■ HOW TO COMPLETE THIS TASK: Copy out the entire Itential MCP guide below, word for word.

■ SOURCE EXTRACT:
Itential MCP

How to Get Started with Itential MCP in Microsoft Copilot AI Studio

Ankit Bhansali

Principal Architect - AI Solutions & Strategy ‐ Itential

How to Get Started with Itential MCP in Microsoft Copilot AI Studio

How to Get Started with Itential MCP in Microsoft Copilot AI Studio

December 12, 2025
Ankit Bhansali

Principal Architect - AI Solutions & Strategy ‐ Itential

How to Get Started with Itential MCP in Microsoft Copilot AI Studio

tldr;

In this guide, you’ll learn how to set up the Itential MCP server, connect through multiple authentication methods, create a Copilot Agent, discover your MCP tools and test your agent.

Overview

The Model Context Protocol (MCP) is rapidly becoming the universal standard for connecting AI assistants to real-world tools, APIs, and infrastructure. Thanks to its standardized JSON-RPC interface, MCP enables any AI agent to securely discover and use external capabilities without specialized integration logic.

■ RECORD EXTRACTS:
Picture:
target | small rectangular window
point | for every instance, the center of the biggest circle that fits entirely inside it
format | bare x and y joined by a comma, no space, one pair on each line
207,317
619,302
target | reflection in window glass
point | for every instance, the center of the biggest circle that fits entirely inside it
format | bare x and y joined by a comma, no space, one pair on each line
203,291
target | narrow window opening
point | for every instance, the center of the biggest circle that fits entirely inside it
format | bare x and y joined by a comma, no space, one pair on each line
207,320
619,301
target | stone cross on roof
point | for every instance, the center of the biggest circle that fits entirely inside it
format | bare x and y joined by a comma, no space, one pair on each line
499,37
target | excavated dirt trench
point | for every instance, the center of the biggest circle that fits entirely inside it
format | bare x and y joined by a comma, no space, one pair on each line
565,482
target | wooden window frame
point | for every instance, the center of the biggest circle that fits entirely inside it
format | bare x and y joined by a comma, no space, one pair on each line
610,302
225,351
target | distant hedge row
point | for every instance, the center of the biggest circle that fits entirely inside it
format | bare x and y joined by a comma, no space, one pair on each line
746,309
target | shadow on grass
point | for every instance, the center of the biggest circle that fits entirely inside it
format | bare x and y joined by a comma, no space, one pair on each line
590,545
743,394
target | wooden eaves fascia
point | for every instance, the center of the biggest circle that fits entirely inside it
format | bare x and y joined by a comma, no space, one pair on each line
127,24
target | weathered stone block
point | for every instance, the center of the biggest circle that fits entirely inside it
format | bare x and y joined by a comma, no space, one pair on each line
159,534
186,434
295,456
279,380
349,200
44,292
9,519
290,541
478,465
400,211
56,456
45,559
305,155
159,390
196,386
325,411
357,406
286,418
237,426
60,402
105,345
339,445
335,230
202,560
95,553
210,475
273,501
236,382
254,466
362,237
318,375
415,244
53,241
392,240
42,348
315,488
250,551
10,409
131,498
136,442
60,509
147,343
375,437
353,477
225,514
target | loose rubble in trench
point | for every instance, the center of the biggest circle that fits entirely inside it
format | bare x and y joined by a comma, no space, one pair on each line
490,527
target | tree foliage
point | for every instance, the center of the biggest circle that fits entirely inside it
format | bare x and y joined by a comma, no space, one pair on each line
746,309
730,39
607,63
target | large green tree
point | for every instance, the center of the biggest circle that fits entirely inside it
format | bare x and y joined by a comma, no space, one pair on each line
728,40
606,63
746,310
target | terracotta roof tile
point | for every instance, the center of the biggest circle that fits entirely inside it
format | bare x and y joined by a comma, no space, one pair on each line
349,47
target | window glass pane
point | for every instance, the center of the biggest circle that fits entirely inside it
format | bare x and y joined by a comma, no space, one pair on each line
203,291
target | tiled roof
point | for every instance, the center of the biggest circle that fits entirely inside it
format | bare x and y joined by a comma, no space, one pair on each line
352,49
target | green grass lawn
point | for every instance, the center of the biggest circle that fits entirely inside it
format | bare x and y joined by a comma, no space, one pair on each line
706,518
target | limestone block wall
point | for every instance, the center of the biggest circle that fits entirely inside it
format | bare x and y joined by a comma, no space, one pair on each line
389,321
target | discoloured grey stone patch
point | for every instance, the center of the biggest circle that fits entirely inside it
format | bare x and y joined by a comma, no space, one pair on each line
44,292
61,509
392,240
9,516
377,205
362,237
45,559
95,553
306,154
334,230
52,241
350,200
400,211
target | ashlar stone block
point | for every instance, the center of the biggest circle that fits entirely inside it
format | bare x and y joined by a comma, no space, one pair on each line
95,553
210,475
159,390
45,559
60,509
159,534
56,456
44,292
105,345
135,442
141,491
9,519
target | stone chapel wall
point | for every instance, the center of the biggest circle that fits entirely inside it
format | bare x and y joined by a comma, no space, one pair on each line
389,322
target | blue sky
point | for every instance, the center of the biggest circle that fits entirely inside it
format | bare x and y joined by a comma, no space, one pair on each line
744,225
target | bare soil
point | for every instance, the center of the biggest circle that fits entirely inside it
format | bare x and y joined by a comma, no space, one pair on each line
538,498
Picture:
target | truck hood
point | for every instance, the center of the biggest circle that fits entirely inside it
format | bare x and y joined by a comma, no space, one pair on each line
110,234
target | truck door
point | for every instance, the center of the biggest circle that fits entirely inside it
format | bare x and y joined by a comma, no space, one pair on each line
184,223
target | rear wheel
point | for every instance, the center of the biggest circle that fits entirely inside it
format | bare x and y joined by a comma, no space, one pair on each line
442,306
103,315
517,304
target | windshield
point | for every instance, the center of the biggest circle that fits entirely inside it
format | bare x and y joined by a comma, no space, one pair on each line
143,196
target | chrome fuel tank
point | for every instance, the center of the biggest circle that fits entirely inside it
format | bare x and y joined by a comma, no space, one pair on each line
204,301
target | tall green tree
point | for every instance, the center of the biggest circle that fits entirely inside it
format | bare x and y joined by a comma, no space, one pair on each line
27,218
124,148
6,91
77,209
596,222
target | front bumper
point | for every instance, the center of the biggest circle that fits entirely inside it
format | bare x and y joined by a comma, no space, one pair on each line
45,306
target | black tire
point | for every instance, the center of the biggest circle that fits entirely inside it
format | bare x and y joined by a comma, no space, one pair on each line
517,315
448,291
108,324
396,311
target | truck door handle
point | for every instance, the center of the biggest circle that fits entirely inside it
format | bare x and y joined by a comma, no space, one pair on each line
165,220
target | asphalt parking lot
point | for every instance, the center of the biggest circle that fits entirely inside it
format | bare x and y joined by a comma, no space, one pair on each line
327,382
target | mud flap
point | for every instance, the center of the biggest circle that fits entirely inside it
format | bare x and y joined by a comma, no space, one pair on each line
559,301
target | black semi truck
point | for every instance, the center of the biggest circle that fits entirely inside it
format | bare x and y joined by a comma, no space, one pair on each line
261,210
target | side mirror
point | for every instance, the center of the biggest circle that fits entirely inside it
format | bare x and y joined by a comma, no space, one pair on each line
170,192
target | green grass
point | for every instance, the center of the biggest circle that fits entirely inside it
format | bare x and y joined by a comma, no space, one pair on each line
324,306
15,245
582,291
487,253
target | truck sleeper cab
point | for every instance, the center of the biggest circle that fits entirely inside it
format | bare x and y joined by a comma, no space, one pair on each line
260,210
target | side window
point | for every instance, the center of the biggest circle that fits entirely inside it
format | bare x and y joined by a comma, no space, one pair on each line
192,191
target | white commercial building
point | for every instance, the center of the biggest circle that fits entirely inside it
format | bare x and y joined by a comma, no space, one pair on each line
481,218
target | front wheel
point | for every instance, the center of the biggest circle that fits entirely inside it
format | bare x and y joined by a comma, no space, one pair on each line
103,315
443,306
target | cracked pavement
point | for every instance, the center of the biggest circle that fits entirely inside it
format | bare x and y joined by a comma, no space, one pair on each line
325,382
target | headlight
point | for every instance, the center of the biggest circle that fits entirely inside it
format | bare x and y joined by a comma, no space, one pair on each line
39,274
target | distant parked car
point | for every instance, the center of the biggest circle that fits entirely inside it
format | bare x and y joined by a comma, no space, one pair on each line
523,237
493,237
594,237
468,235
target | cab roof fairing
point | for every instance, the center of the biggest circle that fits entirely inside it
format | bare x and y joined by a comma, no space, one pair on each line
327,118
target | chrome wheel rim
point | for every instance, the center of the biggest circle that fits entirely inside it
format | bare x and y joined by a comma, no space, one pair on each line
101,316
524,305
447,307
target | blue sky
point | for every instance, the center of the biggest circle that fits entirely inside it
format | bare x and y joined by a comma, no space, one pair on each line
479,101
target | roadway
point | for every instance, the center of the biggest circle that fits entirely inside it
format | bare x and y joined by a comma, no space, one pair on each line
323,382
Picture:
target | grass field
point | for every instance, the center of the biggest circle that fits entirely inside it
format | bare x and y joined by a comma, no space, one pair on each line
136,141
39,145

■ TASK ANSWER:
Itential MCP

How to Get Started with Itential MCP in Microsoft Copilot AI Studio

Ankit Bhansali

Principal Architect - AI Solutions & Strategy ‐ Itential

How to Get Started with Itential MCP in Microsoft Copilot AI Studio

How to Get Started with Itential MCP in Microsoft Copilot AI Studio

December 12, 2025
Ankit Bhansali

Principal Architect - AI Solutions & Strategy ‐ Itential

How to Get Started with Itential MCP in Microsoft Copilot AI Studio

tldr;

In this guide, you’ll learn how to set up the Itential MCP server, connect through multiple authentication methods, create a Copilot Agent, discover your MCP tools and test your agent.

Overview

The Model Context Protocol (MCP) is rapidly becoming the universal standard for connecting AI assistants to real-world tools, APIs, and infrastructure. Thanks to its standardized JSON-RPC interface, MCP enables any AI agent to securely discover and use external capabilities without specialized integration logic.